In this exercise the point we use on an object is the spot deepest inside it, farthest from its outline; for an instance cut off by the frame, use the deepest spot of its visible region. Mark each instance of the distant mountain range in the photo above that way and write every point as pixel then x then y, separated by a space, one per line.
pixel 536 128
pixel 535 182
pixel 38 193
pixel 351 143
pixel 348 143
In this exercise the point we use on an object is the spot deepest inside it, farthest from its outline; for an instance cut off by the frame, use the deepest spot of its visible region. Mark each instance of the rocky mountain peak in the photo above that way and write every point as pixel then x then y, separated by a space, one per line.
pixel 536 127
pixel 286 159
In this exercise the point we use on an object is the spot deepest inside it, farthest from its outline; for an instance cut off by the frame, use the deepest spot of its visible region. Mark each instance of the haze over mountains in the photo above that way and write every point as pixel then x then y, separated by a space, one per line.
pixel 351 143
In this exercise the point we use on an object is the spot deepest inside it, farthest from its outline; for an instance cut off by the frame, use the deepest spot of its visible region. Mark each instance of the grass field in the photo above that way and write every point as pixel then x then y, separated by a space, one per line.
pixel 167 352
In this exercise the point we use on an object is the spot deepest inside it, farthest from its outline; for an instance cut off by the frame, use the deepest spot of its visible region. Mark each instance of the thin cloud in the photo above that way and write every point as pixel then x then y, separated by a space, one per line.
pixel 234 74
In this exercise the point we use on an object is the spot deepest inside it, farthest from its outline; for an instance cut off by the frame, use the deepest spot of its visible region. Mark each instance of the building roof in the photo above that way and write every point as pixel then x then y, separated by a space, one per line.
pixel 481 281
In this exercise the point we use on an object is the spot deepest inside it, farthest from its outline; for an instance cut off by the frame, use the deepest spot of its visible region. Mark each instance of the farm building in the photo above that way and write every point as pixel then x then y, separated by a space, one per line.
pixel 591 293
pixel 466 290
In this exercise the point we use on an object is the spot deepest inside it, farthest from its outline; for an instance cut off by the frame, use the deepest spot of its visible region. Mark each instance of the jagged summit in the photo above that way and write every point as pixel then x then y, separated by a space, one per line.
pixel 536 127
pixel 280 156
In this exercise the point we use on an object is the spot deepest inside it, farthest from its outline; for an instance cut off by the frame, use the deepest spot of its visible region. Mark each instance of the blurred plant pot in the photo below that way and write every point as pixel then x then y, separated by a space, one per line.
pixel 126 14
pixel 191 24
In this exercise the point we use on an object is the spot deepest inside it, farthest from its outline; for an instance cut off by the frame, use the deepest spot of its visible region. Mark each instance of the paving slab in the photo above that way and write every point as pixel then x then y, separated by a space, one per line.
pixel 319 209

= = = = = = =

**Challenge**
Substitute "boundary" for "outline" throughout the stretch from the line containing "of the thin" through the line containing "pixel 481 281", and output only those lines with nothing else altered.

**Problem solution**
In this exercise the point we use on an object is the spot deepest inside it, farthest from its boundary; for an instance cut off by the frame, use the deepest spot of its visible region. Mark each instance of the thin cloud in the photo above that way and write every point as pixel then x then y, separated by a space, one per line.
pixel 234 74
In this exercise the point we use on an object is the spot deepest inside it, farthest from its boundary; for an instance cut off by the frame, use the deepest spot of its visible region. Mark each instance of the building roof in the photo above that way and write every point as pixel then x then y, separated by a space, one per line.
pixel 481 281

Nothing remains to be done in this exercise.